### TEXT UNDER STUDY
===
The least understood region of an SF is where it attaches to a focal adhesion. Many protein–protein interactions have been identified biochemically, with several proteins binding integrin cytoplasmic tails and some of these proteins also binding F-actin directly (Zaidel-Bar et al., 2007; Zaidel-Bar and Geiger, 2010). Most attention has focused on talin, which binds both integrins and actin, and its binding partner vinculin, which binds actin, as well as many other components in focal adhesions. The very high protein density in focal adhesions has limited the value of conventional EM analysis. However, Patla et al. (2010) used cryo-electron tomography to reveal a stratified organization at the inner face of focal adhesions. Just above the plasma membrane, they visualized doughnut-shaped particles that interacted with short tangential fibers. In turn, these associated with SF F-actin at the highest level. This organization is intriguing, but the significance of the particles remains elusive, although they were shown to be mechanosensitive, disassembling when the RhoA–ROCK pathway was inhibited. Using super-resolution fluorescence microscopy, Kanchanawong et al. (2010) revealed the architecture of multiple components in focal adhesions in nanometer resolution. They found that the integrins in the plasma membrane are vertically separated from actin by a zone of ∼40 nm. Within this zone, they identified several layers; closest to the membrane is a signaling layer containing FAK, paxillin, and the integrin cytoplasmic domains, and then there is a layer involved in force transduction, including talin and vinculin, and finally, there is a layer containing actin filaments as well as vasodilator-stimulated phosphoprotein (VASP), α-actinin, and zyxin. Interestingly, the N and C termini of talin were spatially separated, with the N terminus closer to the membrane and the C terminus extending into the actin-rich domain, consistent with talin linking the cytoplasmic domains of integrins to F-actin in SFs. Much remains to be determined about the organization of this critical region, but these techniques provide an encouraging start.
===
Stored data entries

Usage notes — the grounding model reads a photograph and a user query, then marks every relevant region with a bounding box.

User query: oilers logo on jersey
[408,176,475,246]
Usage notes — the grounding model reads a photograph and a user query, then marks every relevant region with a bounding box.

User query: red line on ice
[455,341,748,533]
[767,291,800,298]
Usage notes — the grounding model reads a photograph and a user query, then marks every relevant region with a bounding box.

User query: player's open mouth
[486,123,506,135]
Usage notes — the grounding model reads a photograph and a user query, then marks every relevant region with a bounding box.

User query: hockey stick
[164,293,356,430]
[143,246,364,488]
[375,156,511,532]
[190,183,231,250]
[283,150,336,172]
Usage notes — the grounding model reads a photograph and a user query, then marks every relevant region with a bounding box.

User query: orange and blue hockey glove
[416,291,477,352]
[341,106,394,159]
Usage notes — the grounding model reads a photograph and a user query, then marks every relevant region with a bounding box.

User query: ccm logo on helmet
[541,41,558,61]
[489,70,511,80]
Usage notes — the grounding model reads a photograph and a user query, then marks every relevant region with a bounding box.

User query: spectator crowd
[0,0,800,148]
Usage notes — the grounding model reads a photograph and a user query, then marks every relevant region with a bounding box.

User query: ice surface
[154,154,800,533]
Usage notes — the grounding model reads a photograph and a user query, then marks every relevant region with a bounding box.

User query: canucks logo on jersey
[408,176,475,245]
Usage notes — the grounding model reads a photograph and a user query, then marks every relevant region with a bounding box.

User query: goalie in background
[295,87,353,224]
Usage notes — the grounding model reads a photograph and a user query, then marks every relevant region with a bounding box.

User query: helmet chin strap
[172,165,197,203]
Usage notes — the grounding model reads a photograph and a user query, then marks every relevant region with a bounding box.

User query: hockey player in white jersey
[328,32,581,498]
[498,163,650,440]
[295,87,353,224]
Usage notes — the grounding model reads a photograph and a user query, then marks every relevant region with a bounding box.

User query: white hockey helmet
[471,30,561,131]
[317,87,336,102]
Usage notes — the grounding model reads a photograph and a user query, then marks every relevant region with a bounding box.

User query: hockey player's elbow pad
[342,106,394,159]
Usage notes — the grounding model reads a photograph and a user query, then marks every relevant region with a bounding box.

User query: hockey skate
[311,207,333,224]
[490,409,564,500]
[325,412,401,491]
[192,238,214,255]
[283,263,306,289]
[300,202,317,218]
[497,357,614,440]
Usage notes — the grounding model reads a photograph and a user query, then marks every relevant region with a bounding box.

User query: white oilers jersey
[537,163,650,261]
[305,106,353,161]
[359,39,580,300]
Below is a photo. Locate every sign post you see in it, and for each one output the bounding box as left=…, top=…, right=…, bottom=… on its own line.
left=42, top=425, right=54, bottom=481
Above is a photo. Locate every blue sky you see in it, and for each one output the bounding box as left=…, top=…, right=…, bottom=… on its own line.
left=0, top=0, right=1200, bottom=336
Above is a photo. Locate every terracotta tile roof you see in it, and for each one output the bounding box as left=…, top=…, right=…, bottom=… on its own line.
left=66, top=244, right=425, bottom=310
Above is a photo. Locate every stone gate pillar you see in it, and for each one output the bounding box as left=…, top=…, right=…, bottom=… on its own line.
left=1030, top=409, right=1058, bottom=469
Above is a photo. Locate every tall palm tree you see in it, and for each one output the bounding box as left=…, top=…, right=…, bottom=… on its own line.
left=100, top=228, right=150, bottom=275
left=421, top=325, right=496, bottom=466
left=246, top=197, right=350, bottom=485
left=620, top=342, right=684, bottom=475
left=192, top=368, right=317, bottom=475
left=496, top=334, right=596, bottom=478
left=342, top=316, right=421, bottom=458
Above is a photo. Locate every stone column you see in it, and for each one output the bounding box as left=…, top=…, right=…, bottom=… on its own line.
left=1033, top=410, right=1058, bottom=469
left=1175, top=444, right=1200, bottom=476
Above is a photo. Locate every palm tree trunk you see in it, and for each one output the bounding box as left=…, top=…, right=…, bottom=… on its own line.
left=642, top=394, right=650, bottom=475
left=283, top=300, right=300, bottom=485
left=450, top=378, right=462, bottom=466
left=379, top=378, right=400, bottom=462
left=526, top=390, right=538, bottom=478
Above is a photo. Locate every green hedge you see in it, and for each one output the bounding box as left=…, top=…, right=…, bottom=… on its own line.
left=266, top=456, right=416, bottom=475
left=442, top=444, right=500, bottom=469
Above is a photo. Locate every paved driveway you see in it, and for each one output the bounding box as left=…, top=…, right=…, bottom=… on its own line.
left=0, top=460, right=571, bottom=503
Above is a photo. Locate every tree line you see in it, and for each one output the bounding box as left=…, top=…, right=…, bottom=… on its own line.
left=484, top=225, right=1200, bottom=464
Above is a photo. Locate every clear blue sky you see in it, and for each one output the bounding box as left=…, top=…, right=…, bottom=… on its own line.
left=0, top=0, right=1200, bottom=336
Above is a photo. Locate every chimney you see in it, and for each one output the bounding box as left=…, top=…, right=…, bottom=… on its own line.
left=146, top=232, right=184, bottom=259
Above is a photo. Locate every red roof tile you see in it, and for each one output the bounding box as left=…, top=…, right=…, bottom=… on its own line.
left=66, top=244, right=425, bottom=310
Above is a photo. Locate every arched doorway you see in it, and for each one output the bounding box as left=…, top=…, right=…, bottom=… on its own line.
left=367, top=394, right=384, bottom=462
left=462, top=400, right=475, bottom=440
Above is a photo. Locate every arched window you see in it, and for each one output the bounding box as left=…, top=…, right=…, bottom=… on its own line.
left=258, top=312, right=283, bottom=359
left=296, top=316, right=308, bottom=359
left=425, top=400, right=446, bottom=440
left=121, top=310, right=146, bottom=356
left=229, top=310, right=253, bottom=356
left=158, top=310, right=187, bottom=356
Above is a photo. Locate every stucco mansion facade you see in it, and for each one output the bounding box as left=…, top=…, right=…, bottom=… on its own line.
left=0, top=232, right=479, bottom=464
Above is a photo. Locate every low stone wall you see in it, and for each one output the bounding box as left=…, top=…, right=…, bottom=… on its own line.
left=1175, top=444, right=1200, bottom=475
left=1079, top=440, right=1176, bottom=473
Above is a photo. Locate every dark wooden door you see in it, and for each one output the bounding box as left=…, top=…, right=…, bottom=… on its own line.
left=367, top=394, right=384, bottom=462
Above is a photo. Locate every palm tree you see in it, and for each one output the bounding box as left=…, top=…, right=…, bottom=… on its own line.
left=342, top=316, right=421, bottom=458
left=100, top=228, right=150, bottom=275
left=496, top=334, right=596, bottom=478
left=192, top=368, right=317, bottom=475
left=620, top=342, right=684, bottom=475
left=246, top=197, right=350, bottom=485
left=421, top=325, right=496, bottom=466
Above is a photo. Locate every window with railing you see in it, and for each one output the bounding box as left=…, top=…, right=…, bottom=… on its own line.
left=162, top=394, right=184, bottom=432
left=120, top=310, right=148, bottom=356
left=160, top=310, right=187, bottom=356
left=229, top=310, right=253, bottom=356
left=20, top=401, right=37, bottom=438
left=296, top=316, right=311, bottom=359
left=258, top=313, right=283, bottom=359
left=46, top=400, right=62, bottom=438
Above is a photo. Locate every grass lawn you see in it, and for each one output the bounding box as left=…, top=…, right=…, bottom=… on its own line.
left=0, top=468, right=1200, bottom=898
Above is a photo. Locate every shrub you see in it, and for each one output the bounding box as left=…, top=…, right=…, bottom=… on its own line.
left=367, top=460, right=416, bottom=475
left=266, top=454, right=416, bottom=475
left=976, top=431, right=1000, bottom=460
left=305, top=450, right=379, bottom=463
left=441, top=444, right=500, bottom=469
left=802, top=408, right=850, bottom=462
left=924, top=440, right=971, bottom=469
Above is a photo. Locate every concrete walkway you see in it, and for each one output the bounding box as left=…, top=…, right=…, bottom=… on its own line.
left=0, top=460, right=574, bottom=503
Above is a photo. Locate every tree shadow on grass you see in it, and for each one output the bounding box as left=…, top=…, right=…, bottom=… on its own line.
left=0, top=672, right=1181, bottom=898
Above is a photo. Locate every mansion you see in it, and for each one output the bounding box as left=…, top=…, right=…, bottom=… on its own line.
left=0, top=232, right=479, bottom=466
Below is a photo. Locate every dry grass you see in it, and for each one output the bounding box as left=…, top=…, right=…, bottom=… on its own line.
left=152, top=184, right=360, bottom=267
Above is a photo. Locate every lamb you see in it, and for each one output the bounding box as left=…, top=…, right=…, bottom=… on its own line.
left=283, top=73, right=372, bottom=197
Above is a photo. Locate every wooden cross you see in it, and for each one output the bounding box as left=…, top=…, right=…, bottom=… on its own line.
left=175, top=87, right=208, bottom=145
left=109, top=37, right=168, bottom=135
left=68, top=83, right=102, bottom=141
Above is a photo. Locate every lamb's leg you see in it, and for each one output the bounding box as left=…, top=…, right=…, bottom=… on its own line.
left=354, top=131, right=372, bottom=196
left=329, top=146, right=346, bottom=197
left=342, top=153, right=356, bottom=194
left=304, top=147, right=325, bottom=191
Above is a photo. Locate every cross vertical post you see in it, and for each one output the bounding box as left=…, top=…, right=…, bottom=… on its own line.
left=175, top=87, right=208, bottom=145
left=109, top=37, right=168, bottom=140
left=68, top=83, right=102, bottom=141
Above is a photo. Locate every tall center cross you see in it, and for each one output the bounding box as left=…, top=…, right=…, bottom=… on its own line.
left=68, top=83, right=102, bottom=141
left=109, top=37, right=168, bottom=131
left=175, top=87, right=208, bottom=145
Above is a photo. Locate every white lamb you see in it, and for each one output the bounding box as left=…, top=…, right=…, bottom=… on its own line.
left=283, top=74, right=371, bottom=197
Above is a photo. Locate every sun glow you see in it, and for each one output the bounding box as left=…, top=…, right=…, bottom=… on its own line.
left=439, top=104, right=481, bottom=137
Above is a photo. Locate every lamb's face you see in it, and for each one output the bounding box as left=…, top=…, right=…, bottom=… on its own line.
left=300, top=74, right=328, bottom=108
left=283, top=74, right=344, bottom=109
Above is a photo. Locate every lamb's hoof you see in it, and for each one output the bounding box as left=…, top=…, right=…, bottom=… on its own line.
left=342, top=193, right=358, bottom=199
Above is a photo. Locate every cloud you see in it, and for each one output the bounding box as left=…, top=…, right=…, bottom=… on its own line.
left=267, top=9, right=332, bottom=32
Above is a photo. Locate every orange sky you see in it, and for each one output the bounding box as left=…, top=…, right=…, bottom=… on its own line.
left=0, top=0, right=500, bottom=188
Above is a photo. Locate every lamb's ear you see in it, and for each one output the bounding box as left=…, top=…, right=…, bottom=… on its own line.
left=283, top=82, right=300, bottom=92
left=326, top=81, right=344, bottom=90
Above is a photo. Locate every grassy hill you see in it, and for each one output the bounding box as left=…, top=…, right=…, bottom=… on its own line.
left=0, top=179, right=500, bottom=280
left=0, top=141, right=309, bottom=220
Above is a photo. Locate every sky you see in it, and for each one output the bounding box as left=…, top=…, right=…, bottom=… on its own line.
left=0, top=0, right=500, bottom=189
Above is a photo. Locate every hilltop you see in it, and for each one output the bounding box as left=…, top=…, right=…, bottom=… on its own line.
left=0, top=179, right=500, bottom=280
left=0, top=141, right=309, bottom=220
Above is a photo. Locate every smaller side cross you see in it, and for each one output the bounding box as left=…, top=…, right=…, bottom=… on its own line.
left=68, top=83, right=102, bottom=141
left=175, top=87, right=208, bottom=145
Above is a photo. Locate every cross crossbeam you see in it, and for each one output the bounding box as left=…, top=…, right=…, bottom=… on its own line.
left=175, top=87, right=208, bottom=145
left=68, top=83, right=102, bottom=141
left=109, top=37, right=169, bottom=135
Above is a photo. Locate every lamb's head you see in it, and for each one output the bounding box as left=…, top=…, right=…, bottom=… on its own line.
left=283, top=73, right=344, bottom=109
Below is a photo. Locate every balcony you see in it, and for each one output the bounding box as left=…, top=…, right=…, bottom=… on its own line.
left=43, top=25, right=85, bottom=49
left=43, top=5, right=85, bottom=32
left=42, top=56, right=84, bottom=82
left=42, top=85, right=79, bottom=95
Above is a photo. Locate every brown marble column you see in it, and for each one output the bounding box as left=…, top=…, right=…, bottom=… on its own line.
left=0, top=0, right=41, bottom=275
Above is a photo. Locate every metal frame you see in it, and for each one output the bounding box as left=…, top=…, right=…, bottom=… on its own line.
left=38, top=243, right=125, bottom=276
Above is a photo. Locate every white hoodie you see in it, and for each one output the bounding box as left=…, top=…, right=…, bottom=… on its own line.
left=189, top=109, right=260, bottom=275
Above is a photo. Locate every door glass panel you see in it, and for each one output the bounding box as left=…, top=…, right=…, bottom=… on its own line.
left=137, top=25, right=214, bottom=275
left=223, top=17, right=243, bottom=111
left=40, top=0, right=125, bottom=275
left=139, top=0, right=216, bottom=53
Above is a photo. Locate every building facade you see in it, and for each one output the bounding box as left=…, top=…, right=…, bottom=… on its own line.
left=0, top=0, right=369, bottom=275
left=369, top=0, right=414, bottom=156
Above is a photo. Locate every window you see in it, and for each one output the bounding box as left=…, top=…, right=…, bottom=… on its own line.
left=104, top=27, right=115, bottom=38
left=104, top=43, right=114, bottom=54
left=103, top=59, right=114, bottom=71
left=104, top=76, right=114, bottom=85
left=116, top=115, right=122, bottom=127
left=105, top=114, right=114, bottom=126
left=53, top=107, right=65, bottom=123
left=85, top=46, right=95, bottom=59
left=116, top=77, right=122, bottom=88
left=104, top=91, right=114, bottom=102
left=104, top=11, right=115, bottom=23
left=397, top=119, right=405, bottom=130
===
### WHAT THIS EXERCISE ASKS
• 1. Which studies does the focal adhesion text cite? List each one with its authors and year.
• 2. Could you pick up the focal adhesion text after its final sentence and carry it forward?
The records were drawn from a separate source.

### SOLVED PROBLEMS
• 1.
- Zaidel-Bar et al., 2007
- Zaidel-Bar and Geiger, 2010
- Patla et al. (2010)
- Kanchanawong et al. (2010)

• 2.
Generation of sarcomeric periodicity and the recruitment of myosin II
Cramer et al. (1997) showed that SFs have uniformly oriented actin filaments emerging from focal adhesions with their barbed ends at the adhesion. One of the challenges is to understand how bundles of unipolar filaments are converted into sarcomeres with alternating polarity. Antiparallel arrays of F-actin are necessary for myosin to generate force. When Hotulainen and Lappalainen (2006) considered how dorsal SFs incorporate myosin and convert from a uniform bundle of filaments into a sarcomeric arrangement, they suggested that actin filaments might rotate through 180°. Although theoretically possible, rotation of filaments seems both unlikely and energetically unfavorable. Here, we propose an alternative mechanism (Fig. 4). We suggest that the filaments are cleaved and that the protein that severs and caps the newly exposed barbed ends either contains actin-nucleating activity itself or recruits a nucleating protein or complex that induces polymerization. The critical requirement is that polymerization occurs in the opposite direction of the preexisting filament so that a filament of opposite polarity is generated. Many proteins that nucleate actin polymerization have been identified (Campellone and Welch, 2010), and at least one formin, FRL-α (FRL1), has actin-severing activity (Harris et al., 2004), raising the possibility that a single protein may fulfill the required characteristics (severing/capping/nucleation) for this model. Much has been learned from striated muscle sarcomere assembly (Sparrow and Schöck, 2009), and one of the actin-nucleating proteins implicated in sarcomere organization is leiomodin (Chereau et al., 2008). As several leiomodin family members exist, it will be important to determine whether any of these molecules function similarly in nonmuscle sarcomeres (Conley et al., 2001).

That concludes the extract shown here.